__Challenge__: Can you output the lines below word for word, starting at the line containing "identify the gold" and ending at the line containing "identify the dining", with both of those lines included?

__Bounding-box records__:
========
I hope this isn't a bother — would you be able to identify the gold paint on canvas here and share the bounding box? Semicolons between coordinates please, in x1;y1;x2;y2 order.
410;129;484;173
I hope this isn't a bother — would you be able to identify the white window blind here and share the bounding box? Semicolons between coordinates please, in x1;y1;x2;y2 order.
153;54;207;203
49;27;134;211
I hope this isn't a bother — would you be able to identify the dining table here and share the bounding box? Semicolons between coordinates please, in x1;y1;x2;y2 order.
========
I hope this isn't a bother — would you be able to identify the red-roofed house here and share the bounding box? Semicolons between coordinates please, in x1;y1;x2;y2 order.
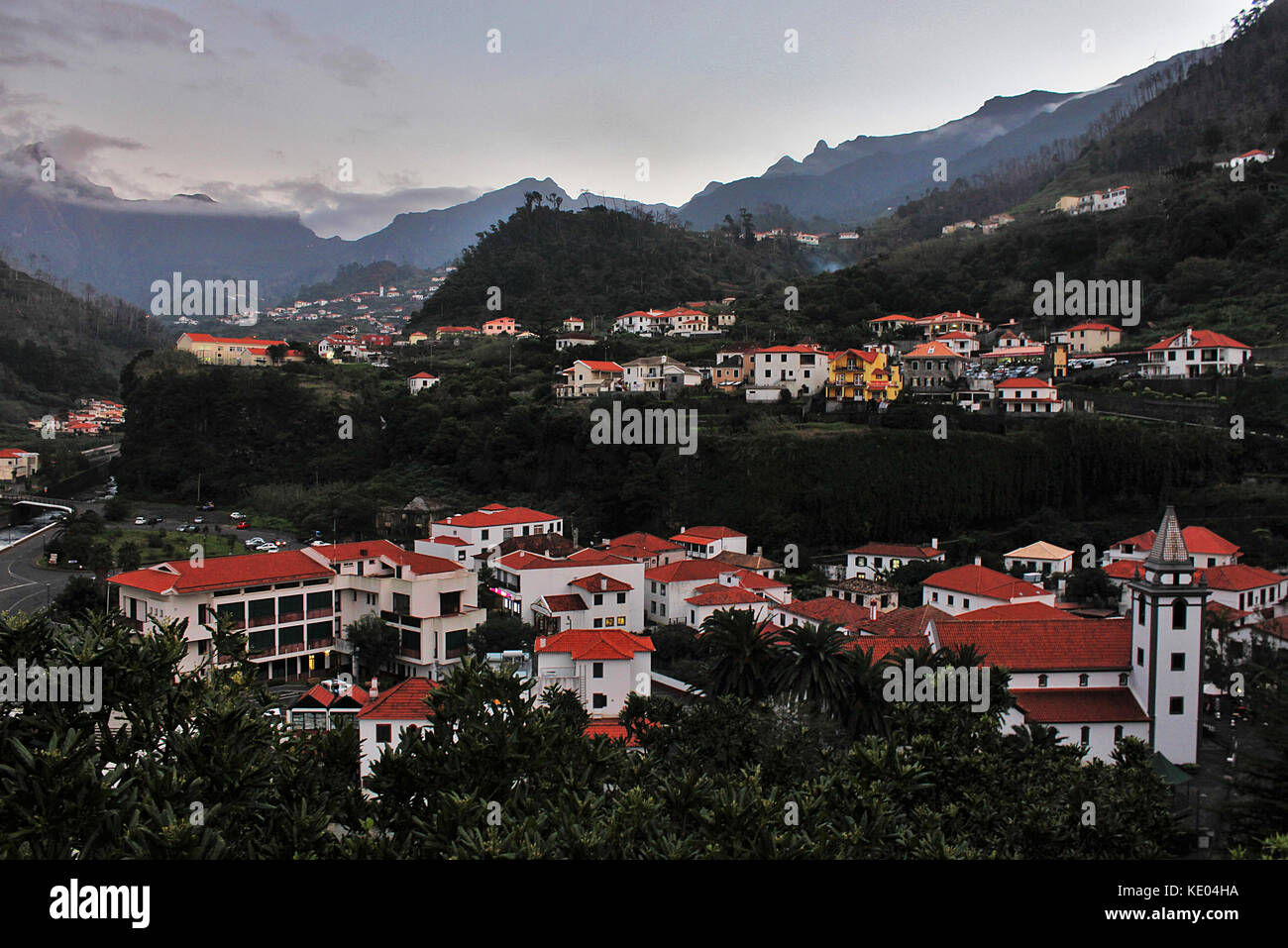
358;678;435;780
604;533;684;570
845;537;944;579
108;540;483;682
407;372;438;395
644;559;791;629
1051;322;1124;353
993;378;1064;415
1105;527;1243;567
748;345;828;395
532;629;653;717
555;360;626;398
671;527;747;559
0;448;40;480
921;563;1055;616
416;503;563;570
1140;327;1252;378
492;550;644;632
========
__The result__:
I hope this isn't a bother — would you be able to identify the gold paint on canvas here and share the bounding box? Semicolons between coordinates please, in x1;y1;x2;y2 order.
410;129;484;173
I hope this isn't a bother — would you be able to identify the white window blind here and share the bounding box? Semicolons between coordinates please, in x1;y1;x2;y2 order.
153;54;207;203
49;27;134;211
I hope this isn't a bother — would you be able to identify the dining table here and share the bounding box? Semicolons between coordinates please, in x1;y1;x2;y2 order.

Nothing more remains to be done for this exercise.